* **Work required**: In the entries that follow, count each line containing "phrase" and state the total, nothing more.

===== Exercise data

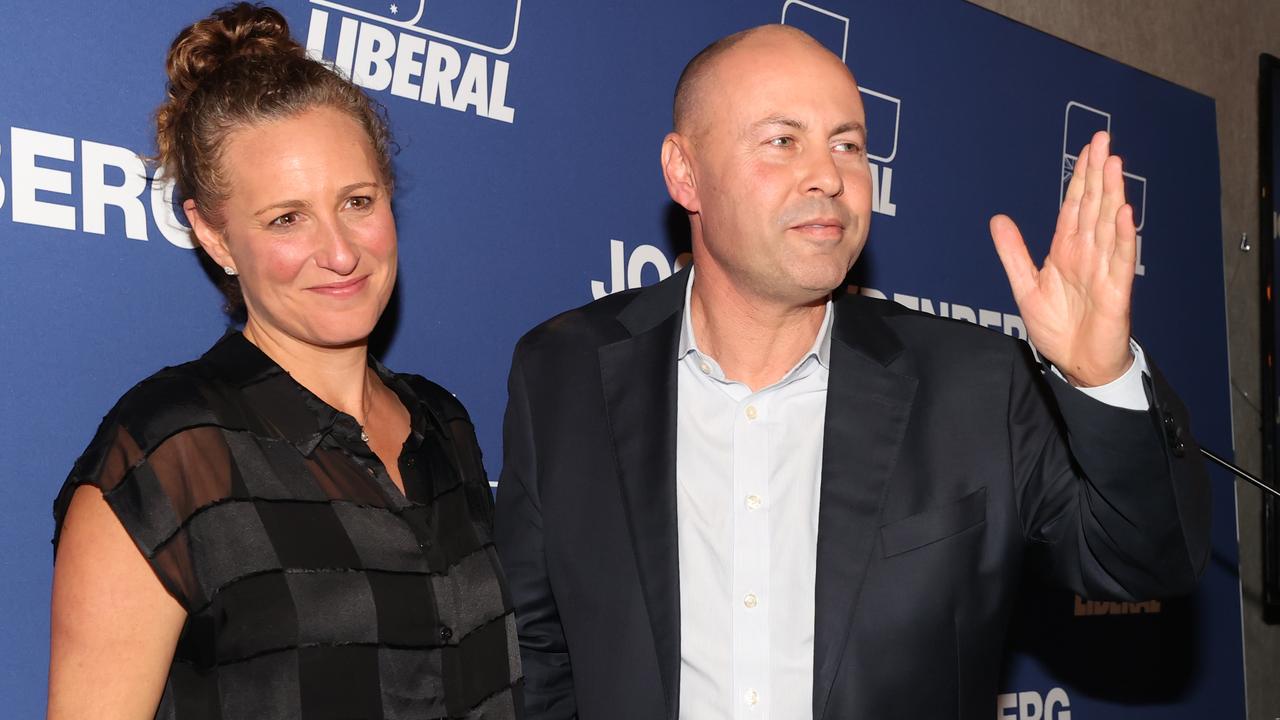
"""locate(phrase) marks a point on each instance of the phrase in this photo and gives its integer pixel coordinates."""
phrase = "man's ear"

==========
===== Exercise data

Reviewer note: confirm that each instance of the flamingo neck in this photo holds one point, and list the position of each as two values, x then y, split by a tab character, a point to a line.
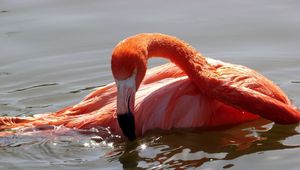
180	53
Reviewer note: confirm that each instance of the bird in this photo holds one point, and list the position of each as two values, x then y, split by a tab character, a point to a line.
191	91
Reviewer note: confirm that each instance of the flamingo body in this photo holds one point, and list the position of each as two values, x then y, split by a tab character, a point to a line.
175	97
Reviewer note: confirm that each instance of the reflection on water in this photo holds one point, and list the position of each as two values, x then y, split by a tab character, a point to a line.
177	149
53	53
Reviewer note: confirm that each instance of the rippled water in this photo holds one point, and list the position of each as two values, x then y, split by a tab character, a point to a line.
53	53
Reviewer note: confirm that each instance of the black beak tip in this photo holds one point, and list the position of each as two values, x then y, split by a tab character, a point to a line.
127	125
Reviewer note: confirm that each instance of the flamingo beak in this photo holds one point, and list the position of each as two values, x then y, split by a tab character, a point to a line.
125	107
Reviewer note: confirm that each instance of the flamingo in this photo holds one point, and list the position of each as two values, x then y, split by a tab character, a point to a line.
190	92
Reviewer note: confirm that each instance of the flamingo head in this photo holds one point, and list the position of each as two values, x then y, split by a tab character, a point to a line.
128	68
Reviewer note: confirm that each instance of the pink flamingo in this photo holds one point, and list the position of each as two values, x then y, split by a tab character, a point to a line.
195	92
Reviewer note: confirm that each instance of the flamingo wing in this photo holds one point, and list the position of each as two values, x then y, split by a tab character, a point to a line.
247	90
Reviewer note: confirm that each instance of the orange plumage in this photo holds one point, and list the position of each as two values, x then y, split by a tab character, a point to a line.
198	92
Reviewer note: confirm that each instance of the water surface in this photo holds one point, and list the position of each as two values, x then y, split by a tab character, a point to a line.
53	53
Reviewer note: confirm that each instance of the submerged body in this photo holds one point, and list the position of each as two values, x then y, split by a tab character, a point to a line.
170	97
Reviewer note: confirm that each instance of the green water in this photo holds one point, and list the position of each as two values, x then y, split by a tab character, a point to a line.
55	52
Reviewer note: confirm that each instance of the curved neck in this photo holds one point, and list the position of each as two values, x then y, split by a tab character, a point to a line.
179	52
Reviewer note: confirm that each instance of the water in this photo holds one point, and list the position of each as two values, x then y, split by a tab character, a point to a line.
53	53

==========
===== Exercise data

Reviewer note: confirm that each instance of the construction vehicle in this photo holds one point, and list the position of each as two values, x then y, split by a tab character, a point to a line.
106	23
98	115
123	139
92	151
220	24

==========

* **Output below**: 2